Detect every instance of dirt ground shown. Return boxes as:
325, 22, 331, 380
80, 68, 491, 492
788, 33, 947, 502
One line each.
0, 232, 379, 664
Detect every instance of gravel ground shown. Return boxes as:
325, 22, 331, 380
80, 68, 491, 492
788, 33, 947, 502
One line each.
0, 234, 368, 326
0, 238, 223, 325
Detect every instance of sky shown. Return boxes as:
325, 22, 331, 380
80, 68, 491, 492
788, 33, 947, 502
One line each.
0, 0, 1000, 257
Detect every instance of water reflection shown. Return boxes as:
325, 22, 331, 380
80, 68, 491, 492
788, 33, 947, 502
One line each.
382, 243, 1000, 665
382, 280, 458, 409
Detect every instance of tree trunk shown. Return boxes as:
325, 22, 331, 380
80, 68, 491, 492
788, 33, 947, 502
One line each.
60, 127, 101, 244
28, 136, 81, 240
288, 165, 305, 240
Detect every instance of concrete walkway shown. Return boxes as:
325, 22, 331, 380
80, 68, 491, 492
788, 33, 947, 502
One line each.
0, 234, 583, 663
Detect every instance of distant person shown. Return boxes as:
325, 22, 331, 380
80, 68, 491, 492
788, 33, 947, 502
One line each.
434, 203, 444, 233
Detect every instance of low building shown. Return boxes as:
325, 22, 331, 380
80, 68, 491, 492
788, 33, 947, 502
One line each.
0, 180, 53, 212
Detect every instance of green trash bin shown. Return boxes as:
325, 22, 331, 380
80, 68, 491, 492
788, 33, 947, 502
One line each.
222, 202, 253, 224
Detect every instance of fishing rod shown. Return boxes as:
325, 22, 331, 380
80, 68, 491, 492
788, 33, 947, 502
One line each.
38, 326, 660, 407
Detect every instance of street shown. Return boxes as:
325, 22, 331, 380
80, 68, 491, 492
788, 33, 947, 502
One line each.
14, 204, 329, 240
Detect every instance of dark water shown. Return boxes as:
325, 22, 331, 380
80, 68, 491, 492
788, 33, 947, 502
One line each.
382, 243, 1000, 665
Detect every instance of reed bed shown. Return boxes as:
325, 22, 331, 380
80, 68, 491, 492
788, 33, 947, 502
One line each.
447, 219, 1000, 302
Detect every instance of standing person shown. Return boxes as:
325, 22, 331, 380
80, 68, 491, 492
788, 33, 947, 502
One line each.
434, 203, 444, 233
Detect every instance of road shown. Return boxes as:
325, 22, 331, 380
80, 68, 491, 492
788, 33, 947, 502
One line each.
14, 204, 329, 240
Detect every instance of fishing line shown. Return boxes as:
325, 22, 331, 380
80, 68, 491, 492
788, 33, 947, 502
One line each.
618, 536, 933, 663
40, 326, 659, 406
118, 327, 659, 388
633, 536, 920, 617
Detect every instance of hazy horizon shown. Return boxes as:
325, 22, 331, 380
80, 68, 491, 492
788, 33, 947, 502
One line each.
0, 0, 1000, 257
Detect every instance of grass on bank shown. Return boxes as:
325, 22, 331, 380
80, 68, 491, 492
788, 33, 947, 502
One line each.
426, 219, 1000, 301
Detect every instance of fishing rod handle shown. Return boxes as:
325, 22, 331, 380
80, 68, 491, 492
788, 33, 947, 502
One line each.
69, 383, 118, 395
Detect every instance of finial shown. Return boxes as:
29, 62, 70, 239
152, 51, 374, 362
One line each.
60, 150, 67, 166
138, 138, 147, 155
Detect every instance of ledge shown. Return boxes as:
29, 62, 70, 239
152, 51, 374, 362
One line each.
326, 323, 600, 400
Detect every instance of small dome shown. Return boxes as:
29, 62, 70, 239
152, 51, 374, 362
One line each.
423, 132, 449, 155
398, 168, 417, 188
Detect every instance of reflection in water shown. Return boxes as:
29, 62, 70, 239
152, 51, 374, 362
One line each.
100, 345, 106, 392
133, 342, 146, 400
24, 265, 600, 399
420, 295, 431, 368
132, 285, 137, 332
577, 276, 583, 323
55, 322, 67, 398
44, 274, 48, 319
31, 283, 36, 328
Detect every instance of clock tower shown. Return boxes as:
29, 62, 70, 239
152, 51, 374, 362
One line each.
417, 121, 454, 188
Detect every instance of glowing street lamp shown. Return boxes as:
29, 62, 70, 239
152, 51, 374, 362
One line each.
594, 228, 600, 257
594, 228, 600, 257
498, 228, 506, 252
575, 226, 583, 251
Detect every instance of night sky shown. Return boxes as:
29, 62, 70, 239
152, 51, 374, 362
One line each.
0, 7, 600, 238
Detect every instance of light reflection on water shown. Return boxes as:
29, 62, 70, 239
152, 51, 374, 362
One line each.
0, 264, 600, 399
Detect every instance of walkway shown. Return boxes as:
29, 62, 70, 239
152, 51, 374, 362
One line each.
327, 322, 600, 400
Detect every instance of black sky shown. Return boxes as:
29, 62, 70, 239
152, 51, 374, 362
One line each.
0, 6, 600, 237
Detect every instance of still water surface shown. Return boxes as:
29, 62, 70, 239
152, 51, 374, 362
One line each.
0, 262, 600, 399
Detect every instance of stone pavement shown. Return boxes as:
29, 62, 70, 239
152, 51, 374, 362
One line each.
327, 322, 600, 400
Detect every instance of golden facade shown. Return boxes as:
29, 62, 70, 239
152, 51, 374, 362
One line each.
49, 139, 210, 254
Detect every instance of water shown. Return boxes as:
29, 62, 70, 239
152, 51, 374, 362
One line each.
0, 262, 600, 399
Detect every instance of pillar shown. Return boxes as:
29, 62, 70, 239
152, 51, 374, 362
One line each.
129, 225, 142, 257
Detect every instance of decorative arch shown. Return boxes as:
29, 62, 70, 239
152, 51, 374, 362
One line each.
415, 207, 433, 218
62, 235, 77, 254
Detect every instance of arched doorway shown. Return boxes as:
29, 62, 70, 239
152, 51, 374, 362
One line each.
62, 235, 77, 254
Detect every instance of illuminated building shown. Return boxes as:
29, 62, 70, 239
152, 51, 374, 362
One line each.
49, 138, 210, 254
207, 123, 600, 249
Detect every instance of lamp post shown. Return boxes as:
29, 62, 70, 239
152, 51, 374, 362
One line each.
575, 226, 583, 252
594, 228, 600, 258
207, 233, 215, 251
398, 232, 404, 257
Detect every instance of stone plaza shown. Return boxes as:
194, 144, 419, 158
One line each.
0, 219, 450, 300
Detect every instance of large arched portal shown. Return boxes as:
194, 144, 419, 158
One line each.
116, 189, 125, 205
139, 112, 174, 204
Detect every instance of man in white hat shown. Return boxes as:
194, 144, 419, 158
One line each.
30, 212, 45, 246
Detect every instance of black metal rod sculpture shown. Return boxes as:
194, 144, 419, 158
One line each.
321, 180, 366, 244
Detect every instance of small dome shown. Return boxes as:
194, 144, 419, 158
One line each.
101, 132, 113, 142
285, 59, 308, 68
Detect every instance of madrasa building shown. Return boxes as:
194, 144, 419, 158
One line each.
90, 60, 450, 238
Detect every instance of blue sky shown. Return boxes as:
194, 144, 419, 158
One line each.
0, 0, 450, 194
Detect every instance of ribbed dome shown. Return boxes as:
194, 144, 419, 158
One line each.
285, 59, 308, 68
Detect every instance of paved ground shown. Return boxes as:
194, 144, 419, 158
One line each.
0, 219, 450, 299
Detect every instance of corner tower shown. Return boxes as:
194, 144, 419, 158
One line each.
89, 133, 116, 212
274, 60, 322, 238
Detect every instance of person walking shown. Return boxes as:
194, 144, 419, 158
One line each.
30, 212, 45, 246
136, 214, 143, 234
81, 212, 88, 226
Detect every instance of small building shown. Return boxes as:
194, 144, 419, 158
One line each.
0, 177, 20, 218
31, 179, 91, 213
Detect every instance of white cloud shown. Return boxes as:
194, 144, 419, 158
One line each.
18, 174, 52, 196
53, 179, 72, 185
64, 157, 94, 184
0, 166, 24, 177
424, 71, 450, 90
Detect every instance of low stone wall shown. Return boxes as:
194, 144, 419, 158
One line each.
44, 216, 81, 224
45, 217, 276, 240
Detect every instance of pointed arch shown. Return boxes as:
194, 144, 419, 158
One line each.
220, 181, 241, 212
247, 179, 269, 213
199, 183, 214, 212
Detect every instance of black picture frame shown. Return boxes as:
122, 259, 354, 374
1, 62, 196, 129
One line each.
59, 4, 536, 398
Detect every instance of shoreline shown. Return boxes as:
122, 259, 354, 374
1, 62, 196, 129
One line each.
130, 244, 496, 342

★ ★ ★ ★

▸ Aim of the task
Output the lines of the material from the line with "Detect every instance of fishing rod handle" to the line with "0, 6, 600, 237", both included, as a Markdown table with the columns No. and Text. Put the row number in No. and the line in Text, and leave out any blank lines.

▸ Result of the task
| No. | Text |
|---|---|
| 1 | Detect every instance of fishing rod handle shown. Return boxes as: |
| 2 | 325, 22, 331, 380 |
| 3 | 80, 68, 491, 492 |
| 4 | 788, 33, 947, 502 |
| 5 | One line each. |
| 6 | 69, 383, 118, 395 |
| 7 | Detect every instance of finial shown. Return boxes as: |
| 8 | 29, 62, 70, 239 |
| 9 | 152, 51, 374, 362 |
| 10 | One line each. |
| 11 | 60, 150, 67, 166 |
| 12 | 138, 138, 147, 155 |
| 13 | Detect every instance of ledge shown. Return boxes as: |
| 14 | 29, 62, 70, 239 |
| 15 | 152, 51, 374, 362 |
| 16 | One line each. |
| 17 | 326, 323, 600, 400 |
| 18 | Detect every instance of small dome shown. Return boxes as: |
| 19 | 29, 62, 70, 239 |
| 20 | 152, 51, 374, 362 |
| 21 | One line each. |
| 22 | 423, 132, 449, 155 |
| 23 | 398, 168, 417, 188 |
| 24 | Detect every instance of reflection in water shown. Return boxes as: |
| 25 | 29, 62, 70, 239 |
| 26 | 152, 51, 374, 362 |
| 27 | One line each. |
| 28 | 100, 345, 106, 392 |
| 29 | 133, 342, 146, 400 |
| 30 | 24, 265, 600, 399 |
| 31 | 420, 295, 431, 368 |
| 32 | 132, 285, 137, 332 |
| 33 | 577, 276, 583, 323 |
| 34 | 55, 322, 67, 398 |
| 35 | 44, 274, 48, 319 |
| 36 | 31, 283, 36, 328 |
| 37 | Detect every instance of clock tower shown. Return boxes as: |
| 38 | 29, 62, 70, 239 |
| 39 | 152, 51, 374, 362 |
| 40 | One line each. |
| 41 | 417, 121, 454, 188 |
| 42 | Detect every instance of glowing street lamp shown. Return boxes as: |
| 43 | 29, 62, 70, 239 |
| 44 | 152, 51, 374, 362 |
| 45 | One line each. |
| 46 | 594, 228, 600, 257 |
| 47 | 594, 228, 600, 257 |
| 48 | 498, 228, 506, 252 |
| 49 | 575, 226, 583, 251 |
| 50 | Detect every instance of night sky shown. Return boxes as: |
| 51 | 29, 62, 70, 239 |
| 52 | 152, 51, 374, 362 |
| 53 | One line each. |
| 54 | 0, 7, 600, 238 |
| 55 | Detect every instance of light reflection on water shown. Return boxes as: |
| 56 | 29, 62, 70, 239 |
| 57 | 152, 51, 374, 362 |
| 58 | One line each. |
| 59 | 0, 264, 600, 399 |
| 60 | Detect every instance of walkway shown. Return boxes as: |
| 61 | 29, 62, 70, 239 |
| 62 | 152, 51, 374, 362 |
| 63 | One line each. |
| 64 | 327, 322, 600, 400 |
| 65 | Detect every instance of black sky shown. Return boxes as: |
| 66 | 29, 62, 70, 239 |
| 67 | 152, 51, 374, 362 |
| 68 | One line each. |
| 69 | 0, 6, 600, 237 |